[Natural-language object grounding data]
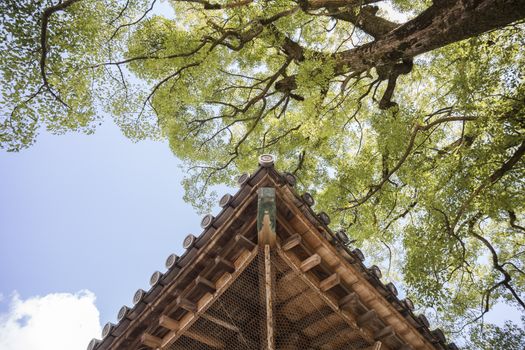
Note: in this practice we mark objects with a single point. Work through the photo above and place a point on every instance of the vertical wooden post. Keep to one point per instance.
(266, 216)
(269, 282)
(266, 221)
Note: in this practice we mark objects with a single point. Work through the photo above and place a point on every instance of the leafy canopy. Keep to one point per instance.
(412, 141)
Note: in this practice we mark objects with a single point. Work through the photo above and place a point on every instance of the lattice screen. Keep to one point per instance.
(237, 319)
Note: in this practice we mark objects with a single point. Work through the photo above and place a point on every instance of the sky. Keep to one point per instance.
(86, 218)
(84, 222)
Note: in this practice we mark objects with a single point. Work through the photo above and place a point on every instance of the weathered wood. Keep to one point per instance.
(224, 265)
(221, 323)
(269, 279)
(310, 263)
(205, 339)
(150, 340)
(347, 301)
(377, 346)
(222, 284)
(205, 285)
(168, 323)
(366, 318)
(186, 304)
(291, 242)
(244, 242)
(330, 282)
(266, 216)
(384, 333)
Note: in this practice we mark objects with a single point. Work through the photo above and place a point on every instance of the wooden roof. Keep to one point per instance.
(323, 296)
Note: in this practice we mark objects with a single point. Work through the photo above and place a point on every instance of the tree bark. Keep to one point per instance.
(443, 23)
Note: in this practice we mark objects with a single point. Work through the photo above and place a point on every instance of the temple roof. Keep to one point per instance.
(325, 297)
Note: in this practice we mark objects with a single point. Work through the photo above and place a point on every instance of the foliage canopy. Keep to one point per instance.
(411, 135)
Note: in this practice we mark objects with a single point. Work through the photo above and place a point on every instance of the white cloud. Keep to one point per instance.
(60, 321)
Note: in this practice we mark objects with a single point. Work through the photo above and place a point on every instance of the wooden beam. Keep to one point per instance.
(150, 340)
(168, 323)
(310, 263)
(266, 216)
(366, 318)
(384, 333)
(221, 323)
(269, 279)
(376, 346)
(186, 304)
(205, 285)
(330, 282)
(291, 242)
(204, 339)
(244, 242)
(224, 264)
(347, 301)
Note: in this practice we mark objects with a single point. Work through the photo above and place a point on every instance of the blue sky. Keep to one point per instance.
(84, 221)
(95, 212)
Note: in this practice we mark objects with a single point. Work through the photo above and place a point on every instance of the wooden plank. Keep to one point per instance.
(292, 261)
(310, 263)
(244, 242)
(205, 284)
(186, 304)
(384, 333)
(222, 284)
(291, 242)
(350, 277)
(366, 318)
(221, 323)
(330, 282)
(224, 265)
(266, 216)
(269, 285)
(168, 323)
(376, 346)
(205, 339)
(150, 340)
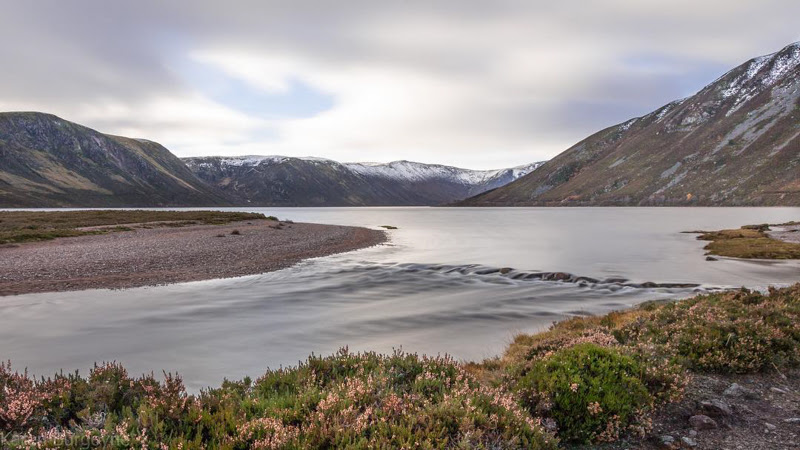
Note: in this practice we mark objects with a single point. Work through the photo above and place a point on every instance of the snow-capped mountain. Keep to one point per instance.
(290, 181)
(736, 142)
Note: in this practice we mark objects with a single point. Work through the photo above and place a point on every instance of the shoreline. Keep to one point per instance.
(158, 256)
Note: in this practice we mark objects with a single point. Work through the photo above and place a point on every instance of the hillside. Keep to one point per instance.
(286, 181)
(736, 142)
(46, 161)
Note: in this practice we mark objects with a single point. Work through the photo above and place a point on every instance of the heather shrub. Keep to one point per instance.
(591, 392)
(345, 400)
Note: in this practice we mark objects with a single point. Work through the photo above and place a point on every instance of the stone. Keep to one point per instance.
(702, 422)
(715, 408)
(737, 390)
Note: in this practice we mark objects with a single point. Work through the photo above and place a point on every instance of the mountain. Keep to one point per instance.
(286, 181)
(736, 142)
(46, 161)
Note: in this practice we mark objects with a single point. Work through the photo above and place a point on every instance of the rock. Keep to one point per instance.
(737, 390)
(715, 408)
(702, 422)
(666, 442)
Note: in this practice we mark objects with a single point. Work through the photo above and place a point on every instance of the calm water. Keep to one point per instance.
(433, 289)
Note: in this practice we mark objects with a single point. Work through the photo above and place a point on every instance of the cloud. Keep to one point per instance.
(476, 84)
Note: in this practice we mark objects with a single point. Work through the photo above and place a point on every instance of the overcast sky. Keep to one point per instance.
(472, 84)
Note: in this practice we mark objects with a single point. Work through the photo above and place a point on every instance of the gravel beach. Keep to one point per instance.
(155, 256)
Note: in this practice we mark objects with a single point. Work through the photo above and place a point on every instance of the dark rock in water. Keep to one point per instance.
(558, 276)
(615, 280)
(702, 422)
(678, 285)
(587, 279)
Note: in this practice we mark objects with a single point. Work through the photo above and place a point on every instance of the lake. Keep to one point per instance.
(434, 288)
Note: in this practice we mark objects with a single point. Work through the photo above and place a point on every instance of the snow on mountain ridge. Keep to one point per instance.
(401, 170)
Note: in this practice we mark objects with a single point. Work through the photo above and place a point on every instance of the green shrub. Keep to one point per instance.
(342, 401)
(729, 332)
(593, 393)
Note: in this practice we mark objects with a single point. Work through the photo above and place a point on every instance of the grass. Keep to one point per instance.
(585, 380)
(29, 226)
(750, 242)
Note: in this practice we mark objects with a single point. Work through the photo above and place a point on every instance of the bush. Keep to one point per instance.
(593, 393)
(342, 401)
(729, 332)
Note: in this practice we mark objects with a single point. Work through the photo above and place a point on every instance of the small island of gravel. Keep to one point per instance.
(74, 250)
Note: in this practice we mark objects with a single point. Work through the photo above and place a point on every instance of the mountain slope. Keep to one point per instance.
(46, 161)
(285, 181)
(736, 142)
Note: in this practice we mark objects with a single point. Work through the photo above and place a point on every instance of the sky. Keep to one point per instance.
(475, 84)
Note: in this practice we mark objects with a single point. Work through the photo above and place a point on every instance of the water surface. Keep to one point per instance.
(434, 289)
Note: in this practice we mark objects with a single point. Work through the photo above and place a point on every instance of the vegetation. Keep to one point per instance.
(346, 400)
(586, 380)
(28, 226)
(750, 241)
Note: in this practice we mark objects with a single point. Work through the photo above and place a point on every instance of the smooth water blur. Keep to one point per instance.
(433, 289)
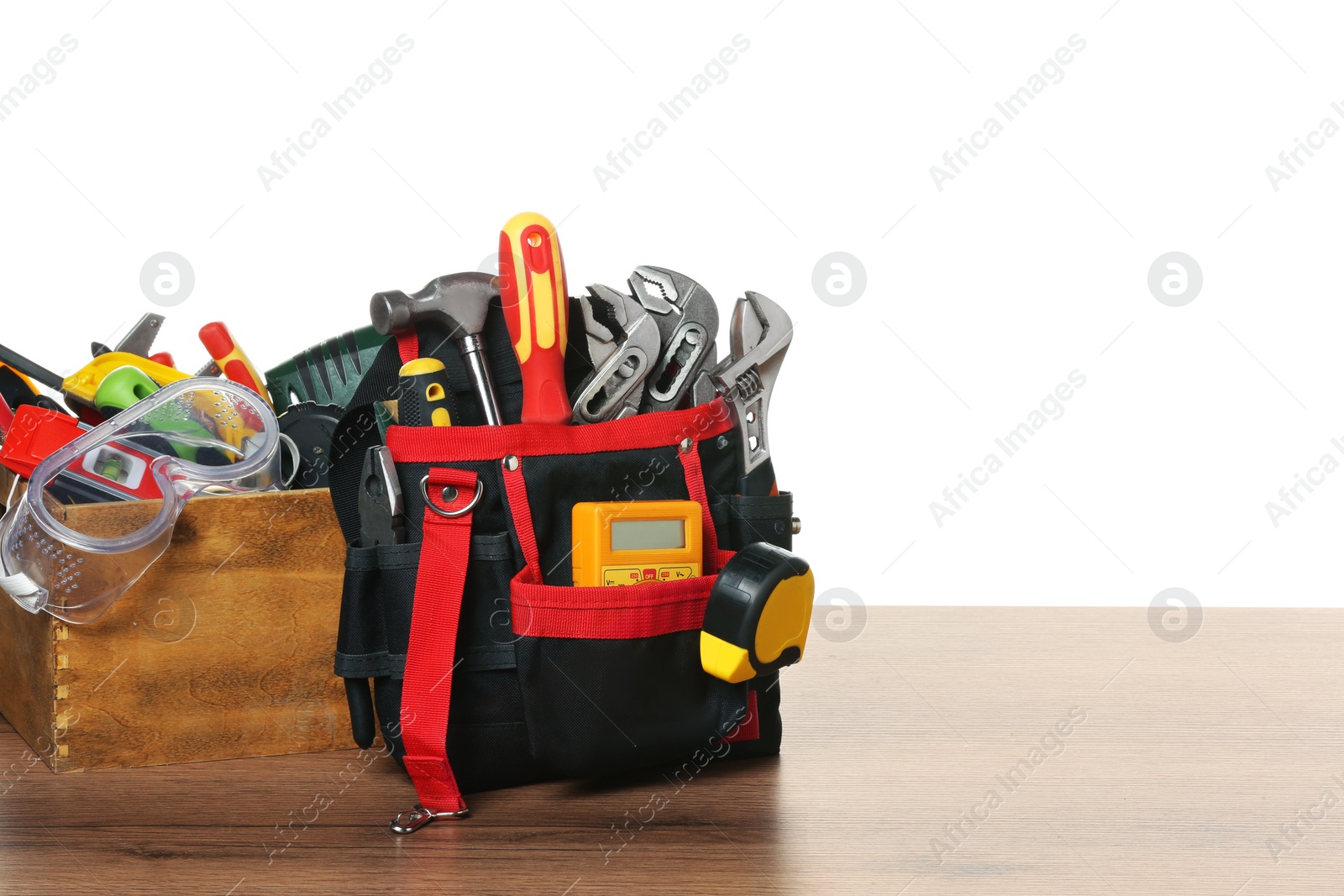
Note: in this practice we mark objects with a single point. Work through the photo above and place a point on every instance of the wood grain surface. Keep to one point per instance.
(1209, 768)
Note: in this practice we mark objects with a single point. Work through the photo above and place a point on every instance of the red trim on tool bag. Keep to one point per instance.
(432, 443)
(608, 613)
(750, 727)
(515, 488)
(433, 641)
(714, 558)
(407, 345)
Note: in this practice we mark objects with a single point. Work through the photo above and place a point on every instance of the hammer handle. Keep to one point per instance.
(537, 309)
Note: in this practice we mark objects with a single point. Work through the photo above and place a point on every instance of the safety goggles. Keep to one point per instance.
(190, 437)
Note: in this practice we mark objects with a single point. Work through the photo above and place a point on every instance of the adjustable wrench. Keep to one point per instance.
(759, 335)
(624, 342)
(689, 322)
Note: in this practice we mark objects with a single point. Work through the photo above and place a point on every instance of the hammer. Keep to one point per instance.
(459, 302)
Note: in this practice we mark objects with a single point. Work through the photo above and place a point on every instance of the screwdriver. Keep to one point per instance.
(537, 308)
(232, 360)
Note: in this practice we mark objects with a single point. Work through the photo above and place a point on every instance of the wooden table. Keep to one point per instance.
(1209, 766)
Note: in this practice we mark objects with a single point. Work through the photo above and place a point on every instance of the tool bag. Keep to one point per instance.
(490, 668)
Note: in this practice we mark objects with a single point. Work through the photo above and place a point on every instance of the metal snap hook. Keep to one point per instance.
(409, 822)
(476, 499)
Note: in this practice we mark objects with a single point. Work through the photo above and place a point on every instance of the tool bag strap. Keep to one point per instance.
(433, 638)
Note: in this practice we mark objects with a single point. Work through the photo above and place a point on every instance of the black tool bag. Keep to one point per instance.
(490, 668)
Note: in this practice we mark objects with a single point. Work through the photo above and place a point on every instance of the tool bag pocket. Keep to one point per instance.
(612, 678)
(490, 668)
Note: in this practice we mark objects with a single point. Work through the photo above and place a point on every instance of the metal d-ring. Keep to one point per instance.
(480, 490)
(412, 821)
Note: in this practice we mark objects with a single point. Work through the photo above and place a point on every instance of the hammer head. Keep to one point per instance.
(457, 301)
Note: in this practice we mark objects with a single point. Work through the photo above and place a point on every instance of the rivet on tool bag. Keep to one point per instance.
(490, 667)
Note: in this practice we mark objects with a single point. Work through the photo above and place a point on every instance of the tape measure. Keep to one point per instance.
(636, 542)
(757, 617)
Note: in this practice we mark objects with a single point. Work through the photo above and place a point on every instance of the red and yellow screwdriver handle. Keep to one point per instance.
(537, 309)
(232, 362)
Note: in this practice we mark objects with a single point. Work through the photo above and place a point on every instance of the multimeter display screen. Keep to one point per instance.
(648, 535)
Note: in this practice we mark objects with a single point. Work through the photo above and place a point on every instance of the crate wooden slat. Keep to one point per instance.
(221, 651)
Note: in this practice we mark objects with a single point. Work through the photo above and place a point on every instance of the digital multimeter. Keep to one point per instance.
(636, 542)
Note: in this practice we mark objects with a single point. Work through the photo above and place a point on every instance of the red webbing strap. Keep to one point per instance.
(433, 641)
(407, 345)
(515, 490)
(714, 558)
(602, 613)
(667, 429)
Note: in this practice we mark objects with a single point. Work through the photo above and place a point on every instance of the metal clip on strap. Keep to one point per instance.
(428, 683)
(412, 821)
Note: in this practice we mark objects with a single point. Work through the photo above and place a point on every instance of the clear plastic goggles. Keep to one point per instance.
(188, 437)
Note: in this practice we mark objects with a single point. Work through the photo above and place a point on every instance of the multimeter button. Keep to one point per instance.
(622, 575)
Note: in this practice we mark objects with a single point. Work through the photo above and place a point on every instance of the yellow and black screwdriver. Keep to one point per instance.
(427, 398)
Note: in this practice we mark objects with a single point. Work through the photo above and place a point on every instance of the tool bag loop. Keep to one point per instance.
(432, 654)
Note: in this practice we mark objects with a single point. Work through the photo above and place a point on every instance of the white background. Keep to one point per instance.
(1028, 265)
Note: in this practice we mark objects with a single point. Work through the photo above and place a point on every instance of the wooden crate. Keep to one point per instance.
(222, 649)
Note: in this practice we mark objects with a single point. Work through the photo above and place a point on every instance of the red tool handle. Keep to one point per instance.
(537, 309)
(232, 360)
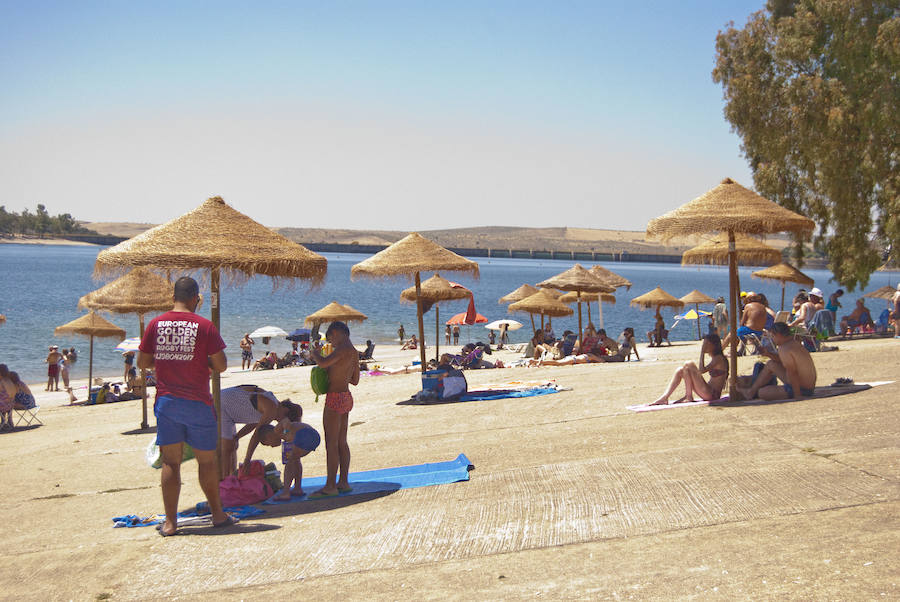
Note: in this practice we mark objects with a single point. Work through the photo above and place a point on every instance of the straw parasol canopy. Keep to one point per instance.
(433, 291)
(90, 325)
(580, 280)
(885, 292)
(750, 251)
(140, 292)
(218, 237)
(410, 256)
(657, 298)
(697, 298)
(731, 208)
(610, 277)
(526, 290)
(784, 272)
(335, 312)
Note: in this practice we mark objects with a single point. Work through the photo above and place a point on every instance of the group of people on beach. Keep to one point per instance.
(184, 349)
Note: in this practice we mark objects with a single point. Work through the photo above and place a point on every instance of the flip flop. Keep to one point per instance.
(164, 534)
(226, 523)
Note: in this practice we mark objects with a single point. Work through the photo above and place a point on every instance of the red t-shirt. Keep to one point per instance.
(180, 343)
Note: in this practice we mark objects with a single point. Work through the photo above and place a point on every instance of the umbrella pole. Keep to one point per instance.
(216, 380)
(90, 368)
(732, 317)
(144, 423)
(421, 323)
(697, 309)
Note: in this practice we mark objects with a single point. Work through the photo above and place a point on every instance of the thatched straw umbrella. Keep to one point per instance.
(436, 290)
(784, 272)
(90, 325)
(600, 298)
(579, 280)
(524, 291)
(217, 238)
(543, 303)
(410, 256)
(731, 208)
(140, 292)
(749, 251)
(696, 297)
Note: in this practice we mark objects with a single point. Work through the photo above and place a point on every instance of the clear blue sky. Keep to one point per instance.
(388, 114)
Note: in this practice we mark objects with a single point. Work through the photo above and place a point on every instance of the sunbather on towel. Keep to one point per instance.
(793, 366)
(692, 375)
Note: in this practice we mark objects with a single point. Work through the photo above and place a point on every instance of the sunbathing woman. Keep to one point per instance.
(693, 376)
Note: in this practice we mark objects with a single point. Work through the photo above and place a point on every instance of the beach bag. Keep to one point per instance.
(318, 380)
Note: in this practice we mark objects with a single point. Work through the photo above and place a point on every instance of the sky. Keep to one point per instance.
(402, 115)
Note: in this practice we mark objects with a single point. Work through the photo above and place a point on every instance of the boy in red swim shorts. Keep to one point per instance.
(343, 370)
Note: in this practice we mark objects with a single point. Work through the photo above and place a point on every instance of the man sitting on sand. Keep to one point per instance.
(793, 366)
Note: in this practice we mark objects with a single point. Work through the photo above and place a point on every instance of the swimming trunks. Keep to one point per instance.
(340, 402)
(790, 391)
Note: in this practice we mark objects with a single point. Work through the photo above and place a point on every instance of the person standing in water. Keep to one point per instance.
(342, 365)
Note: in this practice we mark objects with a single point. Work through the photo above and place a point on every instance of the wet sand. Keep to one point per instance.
(572, 496)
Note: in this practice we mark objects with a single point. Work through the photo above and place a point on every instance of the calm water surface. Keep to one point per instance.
(41, 286)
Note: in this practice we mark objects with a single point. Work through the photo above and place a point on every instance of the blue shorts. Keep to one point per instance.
(185, 420)
(790, 391)
(307, 439)
(744, 331)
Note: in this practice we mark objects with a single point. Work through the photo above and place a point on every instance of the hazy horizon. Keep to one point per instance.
(358, 116)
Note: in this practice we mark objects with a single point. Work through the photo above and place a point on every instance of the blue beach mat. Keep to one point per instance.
(392, 479)
(198, 516)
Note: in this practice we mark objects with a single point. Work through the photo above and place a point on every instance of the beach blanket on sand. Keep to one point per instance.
(200, 515)
(392, 479)
(820, 392)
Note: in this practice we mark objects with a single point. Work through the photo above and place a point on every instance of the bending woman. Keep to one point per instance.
(693, 376)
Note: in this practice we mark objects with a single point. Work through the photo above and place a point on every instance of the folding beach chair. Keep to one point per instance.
(28, 416)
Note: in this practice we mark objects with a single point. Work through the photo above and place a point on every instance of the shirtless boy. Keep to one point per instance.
(343, 370)
(793, 366)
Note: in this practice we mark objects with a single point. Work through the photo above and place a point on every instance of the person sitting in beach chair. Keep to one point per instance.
(859, 318)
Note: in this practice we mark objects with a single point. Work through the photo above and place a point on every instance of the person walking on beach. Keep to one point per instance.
(52, 360)
(342, 365)
(184, 348)
(246, 352)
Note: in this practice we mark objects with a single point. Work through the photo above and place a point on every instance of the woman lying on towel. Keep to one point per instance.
(693, 376)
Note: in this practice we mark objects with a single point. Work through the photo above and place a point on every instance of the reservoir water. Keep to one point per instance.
(40, 286)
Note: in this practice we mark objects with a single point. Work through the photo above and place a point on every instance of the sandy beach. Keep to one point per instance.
(572, 496)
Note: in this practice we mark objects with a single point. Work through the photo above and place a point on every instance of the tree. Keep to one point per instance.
(811, 87)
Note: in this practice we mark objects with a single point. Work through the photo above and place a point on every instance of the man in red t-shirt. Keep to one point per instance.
(184, 347)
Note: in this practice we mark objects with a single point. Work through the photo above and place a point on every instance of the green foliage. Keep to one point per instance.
(811, 87)
(40, 223)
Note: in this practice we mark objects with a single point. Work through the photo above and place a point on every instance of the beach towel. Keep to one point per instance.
(392, 479)
(199, 515)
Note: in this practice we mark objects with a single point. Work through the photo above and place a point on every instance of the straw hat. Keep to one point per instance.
(526, 290)
(577, 278)
(335, 312)
(139, 291)
(215, 236)
(784, 272)
(750, 251)
(542, 303)
(411, 255)
(655, 298)
(728, 206)
(572, 297)
(697, 297)
(610, 277)
(436, 289)
(90, 324)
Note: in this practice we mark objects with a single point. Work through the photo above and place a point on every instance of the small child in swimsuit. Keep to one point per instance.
(297, 440)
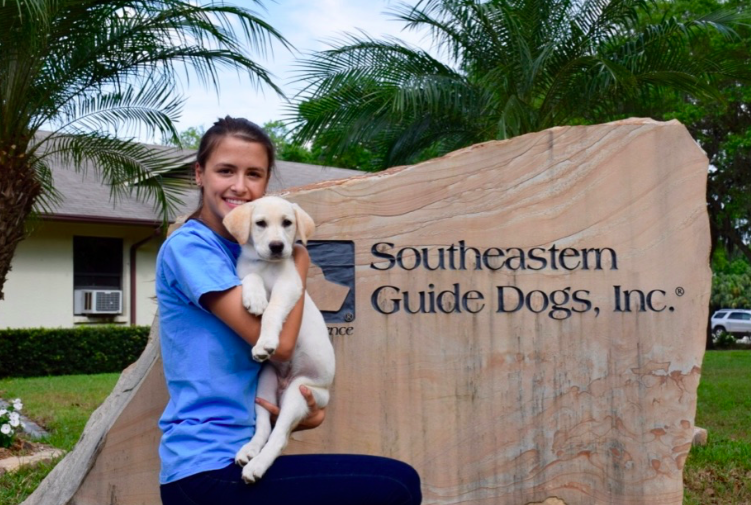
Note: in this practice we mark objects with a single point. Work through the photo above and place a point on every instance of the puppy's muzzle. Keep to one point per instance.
(276, 249)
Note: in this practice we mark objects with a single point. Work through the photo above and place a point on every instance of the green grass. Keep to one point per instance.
(61, 405)
(719, 473)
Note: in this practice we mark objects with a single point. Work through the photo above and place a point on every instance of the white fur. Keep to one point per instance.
(272, 287)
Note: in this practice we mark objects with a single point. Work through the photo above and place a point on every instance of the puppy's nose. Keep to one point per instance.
(276, 248)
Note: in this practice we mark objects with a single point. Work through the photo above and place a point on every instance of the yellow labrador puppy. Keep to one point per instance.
(267, 229)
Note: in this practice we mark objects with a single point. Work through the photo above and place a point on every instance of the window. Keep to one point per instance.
(97, 263)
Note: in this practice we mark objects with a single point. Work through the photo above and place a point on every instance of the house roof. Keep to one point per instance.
(87, 199)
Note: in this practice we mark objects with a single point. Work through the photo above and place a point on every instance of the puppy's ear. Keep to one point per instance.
(305, 224)
(238, 221)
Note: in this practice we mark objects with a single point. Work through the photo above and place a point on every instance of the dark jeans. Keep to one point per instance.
(315, 479)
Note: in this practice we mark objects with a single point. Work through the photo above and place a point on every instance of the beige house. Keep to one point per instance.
(92, 260)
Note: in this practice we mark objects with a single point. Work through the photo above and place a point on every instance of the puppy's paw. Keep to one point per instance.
(247, 453)
(254, 470)
(263, 350)
(255, 301)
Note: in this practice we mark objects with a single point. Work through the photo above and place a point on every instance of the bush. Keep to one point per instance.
(38, 352)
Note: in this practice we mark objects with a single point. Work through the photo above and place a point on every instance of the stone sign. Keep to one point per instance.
(521, 321)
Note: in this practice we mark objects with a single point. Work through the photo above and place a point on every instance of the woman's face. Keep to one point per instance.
(236, 172)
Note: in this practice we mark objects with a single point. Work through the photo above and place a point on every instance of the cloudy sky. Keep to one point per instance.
(309, 25)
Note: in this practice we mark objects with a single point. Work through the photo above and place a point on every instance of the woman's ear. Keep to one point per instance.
(305, 224)
(238, 220)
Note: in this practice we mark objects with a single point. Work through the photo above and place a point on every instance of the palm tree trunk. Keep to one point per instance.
(19, 189)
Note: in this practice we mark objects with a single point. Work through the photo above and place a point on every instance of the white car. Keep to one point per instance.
(735, 321)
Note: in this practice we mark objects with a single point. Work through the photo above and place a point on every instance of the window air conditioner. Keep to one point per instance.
(97, 301)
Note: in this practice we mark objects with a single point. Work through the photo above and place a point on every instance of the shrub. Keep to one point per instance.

WHAT YOU ARE ASKED TO DO »
Each of the lines from the one that contains "woman's face. Keep to one point per instance." through the last line of the data needs to be repeated exactly, with no others.

REPLY TO THE TASK »
Note: in this practice we mark objects with a single point. Work through the photo above and place a point on every instance of the woman's face. Keep to one point per instance.
(236, 172)
Note: in this practice we mark objects with a single point. Work through the photo above and place a point on every instance of the cloudy sky. Keep to one point per instance.
(309, 25)
Note: in this practice we mark objects with a single point. Work through the photo above and place a point on every instance of the woman's ear. Keep to one point per instance.
(305, 224)
(238, 220)
Note: in this practice we mark objects with a single point. Work through the photo above and place a point on every instance of the palm tree trunk. Keep to one point per instance.
(19, 189)
Note: in this practice we mark objects with a single point. Work through the photo above and place a point on every instance of the white car. Keep to one point per instance.
(735, 321)
Note: in this practice we mark objects with a single point. Work through the photo above and place a point on every instance of the window air conditioner. Keep to one point per instance.
(97, 301)
Note: in this practice we mark objects with a single point. Work through the photo above and place a point on every instance of the shrub. Keep to one point per instance.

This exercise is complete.